====== Texto citado ======
O egoísmo

 

 Eu vos tenho visto a chamar-vos, uns aos outros, de egoístas. 

E o dizeis como ofensa; ou como se o egoísmo fosse o mais grave dos  vossos defeitos. 

Eu, entretanto, vos digo que o egoísmo está em cada um de vós; assim como o fio para o tecido, ou a estrela para o céu noturno. E, se não é a maior das vossas qualidades, é a força que mais vos impulsiona para a vida. 

 

Dependeis do egoísmo, desde antes de vossa concepção. 

Acaso, o próprio ato em que fostes gerados não proveio do egoísmo da mulher, a querer ter em si o homem amado? E do egoísmo do homem, ao querer possuir a mulher amada? 

 

Desde que concebido, o feto não retira do organismo da mãe o alimento de que necessita? E a gestante não sente como “seu” o ser que carrega no ventre? E ambos não se completam, nessa egoísta simbiose? 

Sois os filhos do egoísmo. 

Sim, e também os seus pais; e os seus amigos, e os seus amantes. Pois vos ouço a chamar de vosso tudo e todos a quem amais. Assim, dizeis: “meu filho”, “meu esposo”, “minha amada”, como se algum deles realmente vos pertencesse; e, entretanto, a ninguém vos conformais em pertencer. 

Pois cada pessoa pertence exclusivamente a si própria e mesmo ao dar-se, o faz na esperança de receber. 

O egoísmo é um de vossos atributos. Como a inteligência ou a habilidade; como a beleza ou o dom da fala.  

E como todos os atributos, não é bom ou ruim em si mesmo; bom ou ruim será o uso que dele fareis. Como a inteligência e a habilidade, a beleza e a fala, quando consagrados ao mal, podem espalhar o sofrimento; se, ao contrário, usados para o bem, fazem brotar a  felicidade.

Aceitai o vosso egoísmo. 

E aprendei a cultivá-lo, como fazeis aos outros atributos. A direcioná-lo, no sentido de tornar melhor a vossa vida. Pois não é sábio aquele que usa o que possui para causar o próprio sofrimento.

Vede: pessoas existem, que consagram a própria vida a ajudar os outros. E não o fazem por eles, mas por elas mesmas; porque, ao fazê-lo, sentem-se felizes. E essa é uma forma sublime do egoísmo.  

Outras existem, que tudo querem para si: espoliam, enganam, roubam os seus irmãos. E jamais se sentem felizes, porque algo sempre lhes falta. E essa é uma forma doentia do egoísmo.
======
▸ **Objetivo declarado A**: Transcreva literalmente, do texto sobre o egoísmo, o trecho que vai de "Eu, entretanto, vos" até "nessa egoísta simbiose?", com ambos os extremos incluídos.
====== Registros fornecidos ======
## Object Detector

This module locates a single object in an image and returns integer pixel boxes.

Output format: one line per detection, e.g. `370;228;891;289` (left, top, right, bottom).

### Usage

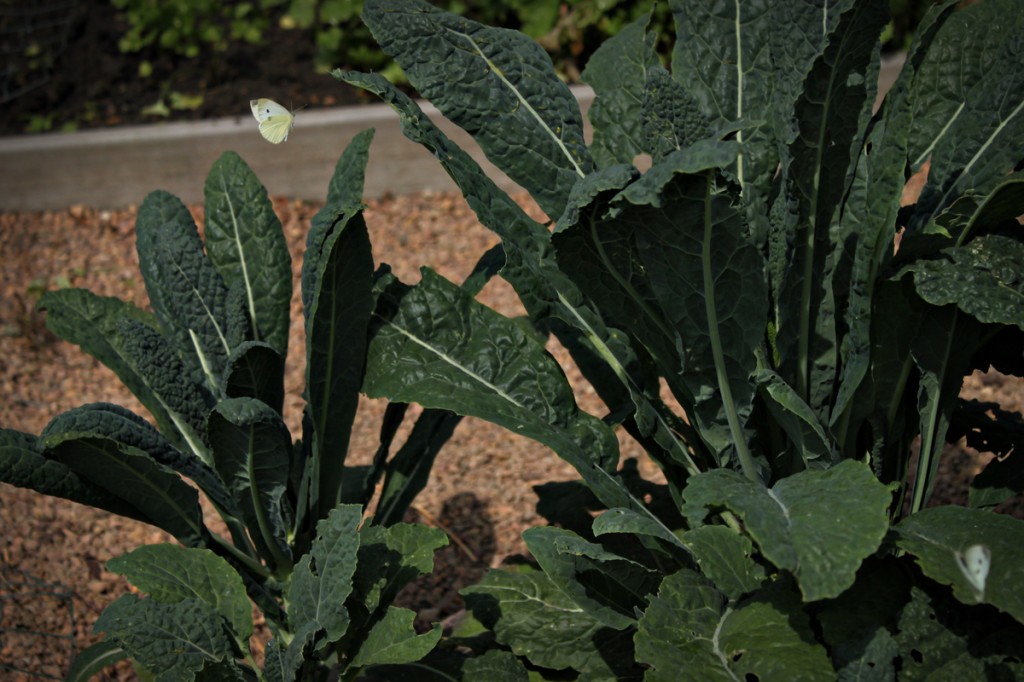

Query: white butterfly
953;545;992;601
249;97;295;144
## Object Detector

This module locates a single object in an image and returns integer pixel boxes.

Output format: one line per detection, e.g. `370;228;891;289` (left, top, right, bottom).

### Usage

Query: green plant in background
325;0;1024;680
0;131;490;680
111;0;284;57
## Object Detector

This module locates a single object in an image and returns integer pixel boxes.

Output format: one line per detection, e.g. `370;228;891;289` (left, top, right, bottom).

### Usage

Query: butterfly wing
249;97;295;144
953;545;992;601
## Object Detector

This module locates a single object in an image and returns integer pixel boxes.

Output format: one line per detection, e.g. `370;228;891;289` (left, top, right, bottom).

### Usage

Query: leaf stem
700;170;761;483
======
▸ **Objetivo declarado B**: Reescreva como lista numerada o trecho dos registros que vai do início até a linha que contém "111;0;284;57", inclusive, sem as linhas em branco. Deixe as imagens fora da resposta.

▸ **Resposta completa A**:
Eu, entretanto, vos digo que o egoísmo está em cada um de vós; assim como o fio para o tecido, ou a estrela para o céu noturno. E, se não é a maior das vossas qualidades, é a força que mais vos impulsiona para a vida. 

 

Dependeis do egoísmo, desde antes de vossa concepção. 

Acaso, o próprio ato em que fostes gerados não proveio do egoísmo da mulher, a querer ter em si o homem amado? E do egoísmo do homem, ao querer possuir a mulher amada? 

 

Desde que concebido, o feto não retira do organismo da mãe o alimento de que necessita? E a gestante não sente como “seu” o ser que carrega no ventre? E ambos não se completam, nessa egoísta simbiose?

▸ **Resposta completa B**:
1. ## Object Detector
2. This module locates a single object in an image and returns integer pixel boxes.
3. Output format: one line per detection, e.g. `370;228;891;289` (left, top, right, bottom).
4. ### Usage
5. Query: white butterfly
6. 953;545;992;601
7. 249;97;295;144
8. ## Object Detector
9. This module locates a single object in an image and returns integer pixel boxes.
10. Output format: one line per detection, e.g. `370;228;891;289` (left, top, right, bottom).
11. ### Usage
12. Query: green plant in background
13. 325;0;1024;680
14. 0;131;490;680
15. 111;0;284;57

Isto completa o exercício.